[Quoted passage]
***

I don't actually intend to talk much about the ADD-like symptoms of much younger readers, just to say it annoys me and I see no benefit as yet.

Just a bit of reference, I tend to be the oldest of my group. A lot of my closest friends cluster near my age but the majority of my friends are new university graduates and an increasing number are university aged. That said, I think amongst my peers 90% of reading is done electronically, as is 100% of writing. Amongst the avid readers in my group everyone has an eBook reader of some sort. I was the last hold out, but now even I have one by default with iPhone 2.0 software. 

The trend in not attempting to remember seems (very anecdotally and unscientifically) to result from the easy access to information. Wikipedia and Google make it easy to find what you need, and constant connectivity makes them always available. So, why remember, for example, geographical facts? In fact tools like portable GPS systems are taking this phenomenon local. I hate to "blame" my favorite new toy... but with an iPhone 3G I never ever attempt to learn new things about where I live- I only half jokingly "just ask the portable brain."

The issue is that habits are being formed in regards to how we learn and retain information. While using the technology for reference seems ideal, increasingly people around me are taking those habits into their offline reading and elsewhere in their lives. Learning may stop being a lifelong habit, and we may be replacing it with rapid and constant referencing instead.

There is a plus side. I do get to enjoy multiple readings of my favorite fiction more and more. 

Seriously, there is an upside. People with these "reference don't learn" habits seem to have enhanced plasticity for new skills. At first I thought it was just in regards to computer like interfaces, like on a DVR, where you can sort of learn as you go.

Then I noticed how many of my friends when heading out to play paintball are suddenly experts on squad level battle planning and obscure Soviet infantry tactics. A week later they don't know what I'm talking about if I pick up an earlier conversation.

After a while I noticed that this extended into other skills, be it plans for the next white water rafting adventure or a trip to the theater. They "cram" as if for an exam, are experts for a few days... and then it fades away. 

Professionally this trend, thankfully, tends to be ameliorated. Professionals tend to retain core competencies within their fields, but they are able to extend themselves more effectively outside their specialties.

My concern is that this trend of rapid reference and forget makes core analytic skills more essential, and that our schools have never, institutionally, taught the logic or critical evaluation needed for analysis but rather just try to cram vast amounts of material into students for them to faithfully regurgitate.

***

[Problems and tasks]
1) Answer these questions about the passage on reading and memory habits:
(a) What share of writing among the writer's peers is done electronically?
(b) Which device does the writer say leads them never to try learning new things about where they live?
(c) Which two plans does the writer name as examples of other skills that friends cram for?
2) Reproduce the stretch of the passage on reading and memory habits from "I don't actually" through "iPhone 2.0 software.", with no changes.

***

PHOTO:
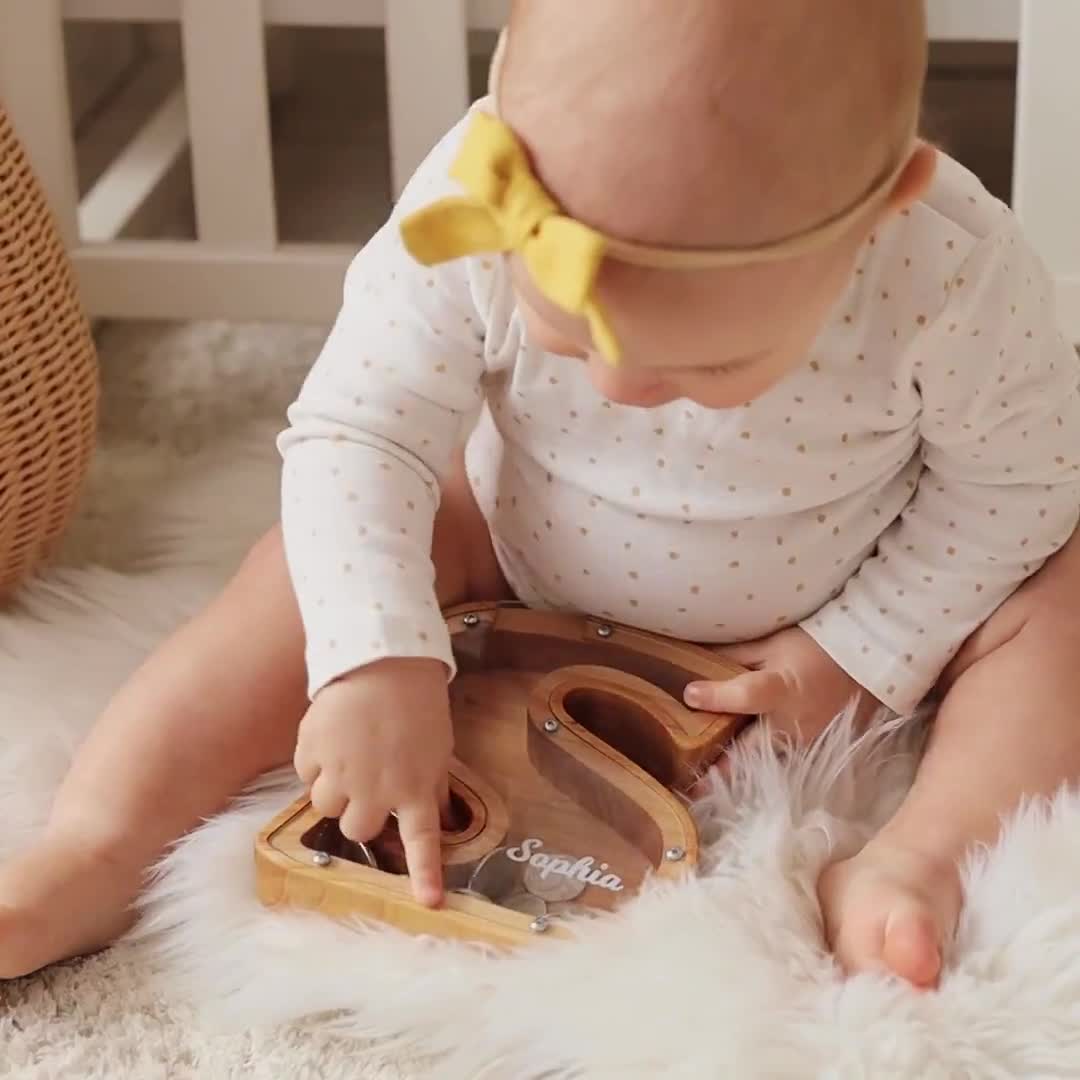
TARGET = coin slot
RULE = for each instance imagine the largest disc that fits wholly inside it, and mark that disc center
(387, 847)
(629, 727)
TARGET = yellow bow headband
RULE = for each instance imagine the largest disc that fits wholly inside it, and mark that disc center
(505, 208)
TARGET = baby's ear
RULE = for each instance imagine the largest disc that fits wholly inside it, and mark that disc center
(913, 181)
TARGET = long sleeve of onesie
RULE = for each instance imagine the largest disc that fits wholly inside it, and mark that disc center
(1000, 485)
(377, 421)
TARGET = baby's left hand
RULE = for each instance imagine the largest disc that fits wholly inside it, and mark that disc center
(794, 685)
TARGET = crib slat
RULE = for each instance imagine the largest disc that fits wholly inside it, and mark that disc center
(228, 111)
(34, 89)
(428, 78)
(1048, 152)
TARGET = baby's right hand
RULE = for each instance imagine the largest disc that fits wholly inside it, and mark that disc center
(377, 741)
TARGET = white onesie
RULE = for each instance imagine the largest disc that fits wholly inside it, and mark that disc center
(887, 496)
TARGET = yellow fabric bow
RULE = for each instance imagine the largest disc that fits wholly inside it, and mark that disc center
(508, 210)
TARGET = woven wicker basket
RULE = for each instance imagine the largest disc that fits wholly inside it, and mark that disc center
(48, 373)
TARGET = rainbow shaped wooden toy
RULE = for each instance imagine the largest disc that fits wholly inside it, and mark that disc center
(572, 757)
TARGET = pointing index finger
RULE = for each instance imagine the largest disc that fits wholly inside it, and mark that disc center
(421, 837)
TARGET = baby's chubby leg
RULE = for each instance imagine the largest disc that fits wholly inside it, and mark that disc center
(215, 706)
(1009, 727)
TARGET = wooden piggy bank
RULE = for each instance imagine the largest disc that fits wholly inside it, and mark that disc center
(572, 751)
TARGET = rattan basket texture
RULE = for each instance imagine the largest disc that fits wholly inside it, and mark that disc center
(49, 373)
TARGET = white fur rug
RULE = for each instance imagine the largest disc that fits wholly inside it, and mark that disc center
(726, 977)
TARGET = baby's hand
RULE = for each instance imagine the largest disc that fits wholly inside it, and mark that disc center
(377, 741)
(794, 685)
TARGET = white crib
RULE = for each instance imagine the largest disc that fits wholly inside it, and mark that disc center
(238, 269)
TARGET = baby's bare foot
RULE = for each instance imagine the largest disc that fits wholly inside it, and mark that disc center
(59, 899)
(890, 909)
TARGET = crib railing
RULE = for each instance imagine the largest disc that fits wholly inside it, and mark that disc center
(237, 267)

***

[Answer list]
1)
(a) 100%
(b) An iPhone 3G
(c) Plans for the next white water rafting adventure and plans for a trip to the theater

2)
I don't actually intend to talk much about the ADD-like symptoms of much younger readers, just to say it annoys me and I see no benefit as yet.

Just a bit of reference, I tend to be the oldest of my group. A lot of my closest friends cluster near my age but the majority of my friends are new university graduates and an increasing number are university aged. That said, I think amongst my peers 90% of reading is done electronically, as is 100% of writing. Amongst the avid readers in my group everyone has an eBook reader of some sort. I was the last hold out, but now even I have one by default with iPhone 2.0 software.